Exercise requirements. Everything from the line that contains "white molding, imagine" through the final line of the records should be written out exactly, and nothing outside that span.

Stored rows.
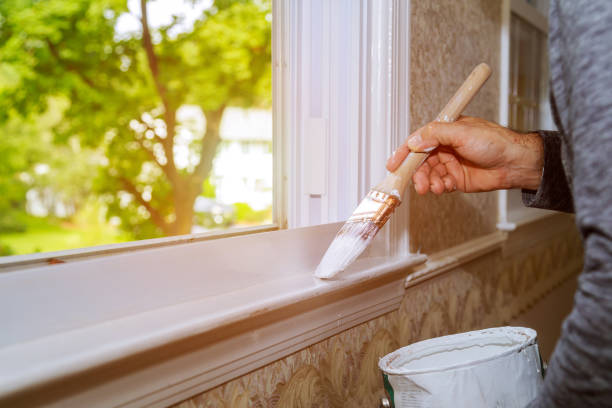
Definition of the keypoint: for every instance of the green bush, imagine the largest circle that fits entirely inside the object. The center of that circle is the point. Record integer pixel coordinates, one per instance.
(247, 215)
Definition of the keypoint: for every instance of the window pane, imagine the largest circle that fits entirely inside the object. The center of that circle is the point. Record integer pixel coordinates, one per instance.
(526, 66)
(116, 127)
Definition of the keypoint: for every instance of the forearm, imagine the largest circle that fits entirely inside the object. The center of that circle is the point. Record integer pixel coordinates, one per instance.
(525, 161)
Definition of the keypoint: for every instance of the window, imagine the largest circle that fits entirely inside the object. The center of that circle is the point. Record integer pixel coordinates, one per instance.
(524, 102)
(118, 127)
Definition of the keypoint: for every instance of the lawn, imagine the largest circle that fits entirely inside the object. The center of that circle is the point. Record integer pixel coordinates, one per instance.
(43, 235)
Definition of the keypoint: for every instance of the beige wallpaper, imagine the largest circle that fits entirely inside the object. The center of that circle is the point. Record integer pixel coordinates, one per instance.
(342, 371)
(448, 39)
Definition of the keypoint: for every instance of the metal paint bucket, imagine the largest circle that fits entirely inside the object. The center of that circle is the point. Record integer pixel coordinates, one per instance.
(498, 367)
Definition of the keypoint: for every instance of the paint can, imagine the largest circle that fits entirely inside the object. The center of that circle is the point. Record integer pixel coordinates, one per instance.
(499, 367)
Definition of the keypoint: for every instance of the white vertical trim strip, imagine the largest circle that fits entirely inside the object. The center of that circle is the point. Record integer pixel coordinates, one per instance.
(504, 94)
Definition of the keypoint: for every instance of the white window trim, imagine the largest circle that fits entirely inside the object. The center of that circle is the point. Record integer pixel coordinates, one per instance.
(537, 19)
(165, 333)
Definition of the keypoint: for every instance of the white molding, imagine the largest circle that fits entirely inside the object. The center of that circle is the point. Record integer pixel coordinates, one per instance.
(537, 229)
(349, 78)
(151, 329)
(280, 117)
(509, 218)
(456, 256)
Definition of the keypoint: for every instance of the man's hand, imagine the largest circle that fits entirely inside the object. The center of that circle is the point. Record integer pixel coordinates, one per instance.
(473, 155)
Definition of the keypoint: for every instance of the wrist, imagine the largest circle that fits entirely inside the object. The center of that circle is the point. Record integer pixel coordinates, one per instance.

Solution to the problem.
Definition of the keypoint: for every instance of the white molding, imagine the largest circle that fits entirely inside the object. The center of that circle is the point. Record integer pixel coordinates, one per instance.
(537, 229)
(349, 78)
(151, 329)
(280, 117)
(509, 218)
(456, 256)
Definition of the keypoint: for every instance of the man's hand, imagine the largest circle that fits entirely inside the object. The center of that circle is the point. Record integer pixel coordinates, one per instance.
(473, 155)
Definition of the keypoint: for every instance of the wrist, imagine the largest circle that fits entirely inside the object. The center of that circle is the point. Record integer pixel coordinates, one per instance.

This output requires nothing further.